» Problem to solve
Below are the records. List every line holding the word "printer".

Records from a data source
┄┄┄┄┄┄┄┄┄┄

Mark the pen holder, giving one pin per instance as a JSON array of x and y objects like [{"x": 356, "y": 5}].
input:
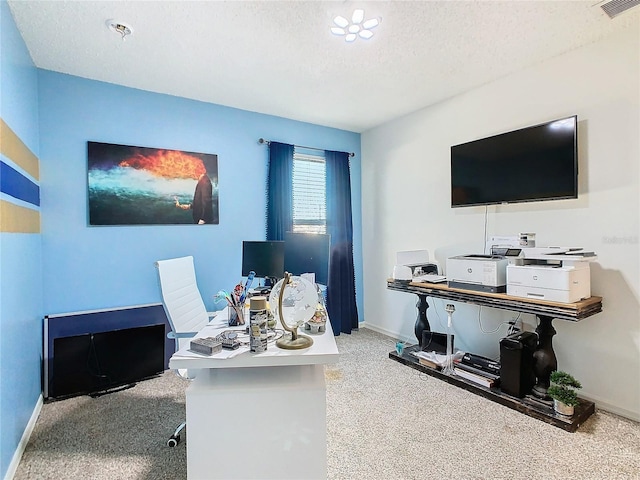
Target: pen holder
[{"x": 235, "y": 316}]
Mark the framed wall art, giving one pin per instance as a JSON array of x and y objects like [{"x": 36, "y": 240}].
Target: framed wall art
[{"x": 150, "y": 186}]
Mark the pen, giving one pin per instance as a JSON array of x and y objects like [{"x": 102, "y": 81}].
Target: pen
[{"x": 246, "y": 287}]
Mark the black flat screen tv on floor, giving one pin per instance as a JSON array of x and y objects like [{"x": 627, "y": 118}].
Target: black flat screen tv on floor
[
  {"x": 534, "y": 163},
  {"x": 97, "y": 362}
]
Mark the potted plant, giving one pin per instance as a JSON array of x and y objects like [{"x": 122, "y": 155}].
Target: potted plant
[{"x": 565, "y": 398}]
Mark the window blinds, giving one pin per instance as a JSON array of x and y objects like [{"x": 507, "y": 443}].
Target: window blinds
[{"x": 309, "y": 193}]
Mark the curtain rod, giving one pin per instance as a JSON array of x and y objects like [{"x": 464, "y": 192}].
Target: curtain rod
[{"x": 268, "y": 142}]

┄┄┄┄┄┄┄┄┄┄

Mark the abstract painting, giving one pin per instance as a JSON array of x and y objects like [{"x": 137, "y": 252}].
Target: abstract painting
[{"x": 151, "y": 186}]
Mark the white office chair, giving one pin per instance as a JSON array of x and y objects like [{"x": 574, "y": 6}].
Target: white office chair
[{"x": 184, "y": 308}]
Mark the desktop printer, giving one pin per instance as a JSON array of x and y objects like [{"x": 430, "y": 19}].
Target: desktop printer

┄┄┄┄┄┄┄┄┄┄

» Task solution
Mark the desktop printer, giving one pin per instance as a JSON array of x and y objects like [{"x": 430, "y": 19}].
Target: desktop printer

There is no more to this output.